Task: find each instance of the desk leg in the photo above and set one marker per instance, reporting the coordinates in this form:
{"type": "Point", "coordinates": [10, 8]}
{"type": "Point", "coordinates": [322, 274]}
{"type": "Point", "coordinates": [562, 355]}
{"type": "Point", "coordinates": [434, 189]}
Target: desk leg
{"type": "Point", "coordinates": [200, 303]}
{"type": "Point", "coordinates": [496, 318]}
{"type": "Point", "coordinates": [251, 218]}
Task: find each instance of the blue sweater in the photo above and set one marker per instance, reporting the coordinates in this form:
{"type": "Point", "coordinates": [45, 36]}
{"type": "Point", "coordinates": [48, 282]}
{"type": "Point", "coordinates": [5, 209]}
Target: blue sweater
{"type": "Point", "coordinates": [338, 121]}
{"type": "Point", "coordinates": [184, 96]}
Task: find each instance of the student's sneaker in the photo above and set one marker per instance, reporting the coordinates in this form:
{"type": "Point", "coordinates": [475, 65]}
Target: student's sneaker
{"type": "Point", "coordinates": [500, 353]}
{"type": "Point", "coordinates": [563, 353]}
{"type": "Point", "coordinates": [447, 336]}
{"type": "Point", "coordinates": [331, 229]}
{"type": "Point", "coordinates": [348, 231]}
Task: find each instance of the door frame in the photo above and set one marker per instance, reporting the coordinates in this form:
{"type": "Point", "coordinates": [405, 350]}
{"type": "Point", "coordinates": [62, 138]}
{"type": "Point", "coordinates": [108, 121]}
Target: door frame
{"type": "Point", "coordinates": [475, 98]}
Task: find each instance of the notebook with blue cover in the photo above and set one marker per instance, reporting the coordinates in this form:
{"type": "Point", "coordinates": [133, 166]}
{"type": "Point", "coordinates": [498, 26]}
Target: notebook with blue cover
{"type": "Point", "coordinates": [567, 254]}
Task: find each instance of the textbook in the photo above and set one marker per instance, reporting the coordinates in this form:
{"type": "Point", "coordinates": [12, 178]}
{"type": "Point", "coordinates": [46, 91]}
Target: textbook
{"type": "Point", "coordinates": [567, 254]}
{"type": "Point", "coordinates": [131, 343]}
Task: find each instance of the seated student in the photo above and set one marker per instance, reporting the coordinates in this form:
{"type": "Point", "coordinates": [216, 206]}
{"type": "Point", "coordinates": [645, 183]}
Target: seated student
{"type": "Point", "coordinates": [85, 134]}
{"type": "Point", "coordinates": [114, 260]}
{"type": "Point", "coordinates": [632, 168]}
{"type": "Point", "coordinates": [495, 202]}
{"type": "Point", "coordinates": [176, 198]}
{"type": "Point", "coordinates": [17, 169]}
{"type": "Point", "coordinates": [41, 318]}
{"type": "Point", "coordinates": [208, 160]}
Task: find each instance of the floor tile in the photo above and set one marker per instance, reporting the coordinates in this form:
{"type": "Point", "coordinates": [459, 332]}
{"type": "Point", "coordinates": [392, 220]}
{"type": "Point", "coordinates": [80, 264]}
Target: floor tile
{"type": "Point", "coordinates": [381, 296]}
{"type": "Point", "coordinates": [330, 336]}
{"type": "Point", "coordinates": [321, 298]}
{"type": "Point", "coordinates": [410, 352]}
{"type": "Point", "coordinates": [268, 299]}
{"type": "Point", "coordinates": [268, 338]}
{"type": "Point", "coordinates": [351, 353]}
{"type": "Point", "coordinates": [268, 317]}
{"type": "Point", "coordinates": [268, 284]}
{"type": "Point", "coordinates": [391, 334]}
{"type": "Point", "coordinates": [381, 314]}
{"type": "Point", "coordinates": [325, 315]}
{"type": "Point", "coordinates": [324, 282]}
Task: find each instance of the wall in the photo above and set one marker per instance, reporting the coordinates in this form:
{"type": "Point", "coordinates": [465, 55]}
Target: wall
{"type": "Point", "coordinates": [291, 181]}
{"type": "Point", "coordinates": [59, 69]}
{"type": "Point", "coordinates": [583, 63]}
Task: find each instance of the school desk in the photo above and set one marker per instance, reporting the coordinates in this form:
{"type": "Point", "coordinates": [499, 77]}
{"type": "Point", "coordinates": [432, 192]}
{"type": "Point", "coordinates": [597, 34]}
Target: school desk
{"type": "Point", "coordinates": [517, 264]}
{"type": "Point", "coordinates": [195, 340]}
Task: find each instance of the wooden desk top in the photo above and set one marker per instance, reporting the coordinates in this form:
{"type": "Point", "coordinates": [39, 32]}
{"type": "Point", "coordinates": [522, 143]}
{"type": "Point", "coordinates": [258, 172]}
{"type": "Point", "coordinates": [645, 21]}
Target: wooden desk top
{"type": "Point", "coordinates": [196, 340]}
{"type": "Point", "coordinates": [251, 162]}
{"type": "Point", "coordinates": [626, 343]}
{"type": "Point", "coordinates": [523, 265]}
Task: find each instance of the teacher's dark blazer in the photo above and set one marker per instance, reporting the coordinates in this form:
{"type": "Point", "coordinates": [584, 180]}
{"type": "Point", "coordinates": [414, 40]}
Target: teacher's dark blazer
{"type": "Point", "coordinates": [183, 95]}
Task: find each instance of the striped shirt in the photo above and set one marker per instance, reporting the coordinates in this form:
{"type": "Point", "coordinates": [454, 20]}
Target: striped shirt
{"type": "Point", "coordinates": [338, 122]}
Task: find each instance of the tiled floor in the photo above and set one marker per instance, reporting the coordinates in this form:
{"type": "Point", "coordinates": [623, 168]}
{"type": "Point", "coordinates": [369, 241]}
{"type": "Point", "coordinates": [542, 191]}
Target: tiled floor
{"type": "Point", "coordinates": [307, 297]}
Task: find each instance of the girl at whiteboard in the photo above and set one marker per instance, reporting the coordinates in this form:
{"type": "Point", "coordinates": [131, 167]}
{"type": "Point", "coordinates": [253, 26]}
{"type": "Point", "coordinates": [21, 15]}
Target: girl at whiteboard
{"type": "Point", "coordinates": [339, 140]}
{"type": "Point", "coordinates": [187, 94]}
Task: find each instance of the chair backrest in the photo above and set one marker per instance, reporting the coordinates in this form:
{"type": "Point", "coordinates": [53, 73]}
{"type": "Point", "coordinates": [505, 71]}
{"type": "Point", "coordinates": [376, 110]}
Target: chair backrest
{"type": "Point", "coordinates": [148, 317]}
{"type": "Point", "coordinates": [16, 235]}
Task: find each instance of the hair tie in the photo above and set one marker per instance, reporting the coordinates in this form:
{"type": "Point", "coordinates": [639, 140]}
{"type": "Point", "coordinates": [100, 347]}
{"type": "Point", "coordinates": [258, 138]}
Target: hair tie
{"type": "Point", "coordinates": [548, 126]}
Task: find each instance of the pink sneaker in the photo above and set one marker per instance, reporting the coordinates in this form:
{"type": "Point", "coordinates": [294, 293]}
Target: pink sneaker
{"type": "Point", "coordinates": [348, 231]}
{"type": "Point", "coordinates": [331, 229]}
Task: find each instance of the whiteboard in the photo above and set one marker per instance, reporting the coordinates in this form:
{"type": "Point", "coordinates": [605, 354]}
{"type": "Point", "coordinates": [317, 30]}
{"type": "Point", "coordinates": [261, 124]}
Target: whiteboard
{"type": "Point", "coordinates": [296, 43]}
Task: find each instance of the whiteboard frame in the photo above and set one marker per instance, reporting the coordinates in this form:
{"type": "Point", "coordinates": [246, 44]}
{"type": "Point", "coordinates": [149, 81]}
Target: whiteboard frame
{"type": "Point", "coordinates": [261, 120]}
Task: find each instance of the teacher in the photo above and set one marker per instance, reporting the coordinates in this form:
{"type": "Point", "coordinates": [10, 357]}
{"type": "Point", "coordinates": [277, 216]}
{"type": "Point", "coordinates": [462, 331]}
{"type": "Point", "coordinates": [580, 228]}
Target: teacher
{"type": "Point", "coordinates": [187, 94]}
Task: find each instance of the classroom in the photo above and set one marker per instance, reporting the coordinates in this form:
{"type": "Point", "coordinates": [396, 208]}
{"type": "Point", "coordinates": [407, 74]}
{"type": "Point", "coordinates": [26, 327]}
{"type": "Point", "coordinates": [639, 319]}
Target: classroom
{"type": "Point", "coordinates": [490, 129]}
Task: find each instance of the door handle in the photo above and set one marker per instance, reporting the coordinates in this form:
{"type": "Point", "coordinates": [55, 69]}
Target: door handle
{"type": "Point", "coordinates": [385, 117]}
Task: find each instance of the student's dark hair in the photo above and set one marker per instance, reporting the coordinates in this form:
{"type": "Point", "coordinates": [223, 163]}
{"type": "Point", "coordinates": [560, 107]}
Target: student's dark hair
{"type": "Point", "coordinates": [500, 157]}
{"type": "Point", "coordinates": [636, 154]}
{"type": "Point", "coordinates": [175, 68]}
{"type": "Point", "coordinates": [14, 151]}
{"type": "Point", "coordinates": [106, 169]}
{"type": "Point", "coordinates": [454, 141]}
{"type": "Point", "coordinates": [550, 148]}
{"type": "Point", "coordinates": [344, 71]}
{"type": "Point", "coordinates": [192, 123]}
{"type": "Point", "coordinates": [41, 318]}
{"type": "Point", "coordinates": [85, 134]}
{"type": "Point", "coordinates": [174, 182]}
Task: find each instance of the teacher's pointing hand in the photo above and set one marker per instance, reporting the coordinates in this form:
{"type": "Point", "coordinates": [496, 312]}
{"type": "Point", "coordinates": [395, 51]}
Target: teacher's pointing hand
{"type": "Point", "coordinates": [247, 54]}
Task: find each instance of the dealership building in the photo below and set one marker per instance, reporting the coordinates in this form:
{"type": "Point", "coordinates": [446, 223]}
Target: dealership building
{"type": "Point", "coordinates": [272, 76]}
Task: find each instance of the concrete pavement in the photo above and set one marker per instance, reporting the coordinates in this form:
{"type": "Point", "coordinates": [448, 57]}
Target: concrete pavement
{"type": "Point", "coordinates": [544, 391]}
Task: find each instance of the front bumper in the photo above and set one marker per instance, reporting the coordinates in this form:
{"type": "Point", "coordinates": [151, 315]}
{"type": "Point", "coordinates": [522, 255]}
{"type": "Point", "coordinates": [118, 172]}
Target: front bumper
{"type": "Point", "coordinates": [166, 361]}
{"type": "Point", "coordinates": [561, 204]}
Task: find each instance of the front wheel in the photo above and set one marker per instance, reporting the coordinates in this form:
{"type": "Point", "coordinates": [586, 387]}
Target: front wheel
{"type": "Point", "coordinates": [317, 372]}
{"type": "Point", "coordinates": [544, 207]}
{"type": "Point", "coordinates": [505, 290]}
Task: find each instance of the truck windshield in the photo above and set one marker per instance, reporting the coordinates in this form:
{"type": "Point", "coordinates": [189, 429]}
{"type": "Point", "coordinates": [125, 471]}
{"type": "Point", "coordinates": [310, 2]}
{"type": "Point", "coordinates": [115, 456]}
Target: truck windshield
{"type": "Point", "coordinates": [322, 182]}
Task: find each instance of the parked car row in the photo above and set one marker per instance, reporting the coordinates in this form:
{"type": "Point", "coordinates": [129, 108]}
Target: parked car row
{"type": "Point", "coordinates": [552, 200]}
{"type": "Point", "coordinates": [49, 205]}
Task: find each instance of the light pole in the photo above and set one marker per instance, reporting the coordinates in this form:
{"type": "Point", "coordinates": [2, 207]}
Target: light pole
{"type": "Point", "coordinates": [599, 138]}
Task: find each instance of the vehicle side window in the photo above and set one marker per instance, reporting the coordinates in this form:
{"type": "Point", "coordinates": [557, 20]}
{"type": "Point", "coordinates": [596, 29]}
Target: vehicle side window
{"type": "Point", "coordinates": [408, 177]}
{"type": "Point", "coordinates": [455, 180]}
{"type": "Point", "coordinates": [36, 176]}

════════════════

## What is required:
All lines above between those holding "Target: student's dark hair" and "Task: find each instance of the teacher's pointing", inclusive, must be set down unchanged, and no other line may be included.

## Reply to the task:
Target: student's dark hair
{"type": "Point", "coordinates": [500, 157]}
{"type": "Point", "coordinates": [636, 154]}
{"type": "Point", "coordinates": [175, 68]}
{"type": "Point", "coordinates": [14, 151]}
{"type": "Point", "coordinates": [106, 169]}
{"type": "Point", "coordinates": [454, 141]}
{"type": "Point", "coordinates": [550, 148]}
{"type": "Point", "coordinates": [344, 71]}
{"type": "Point", "coordinates": [192, 123]}
{"type": "Point", "coordinates": [41, 318]}
{"type": "Point", "coordinates": [85, 134]}
{"type": "Point", "coordinates": [174, 182]}
Task: find each instance of the teacher's pointing hand in the photo above and set one marker per instance, reporting the coordinates in this form:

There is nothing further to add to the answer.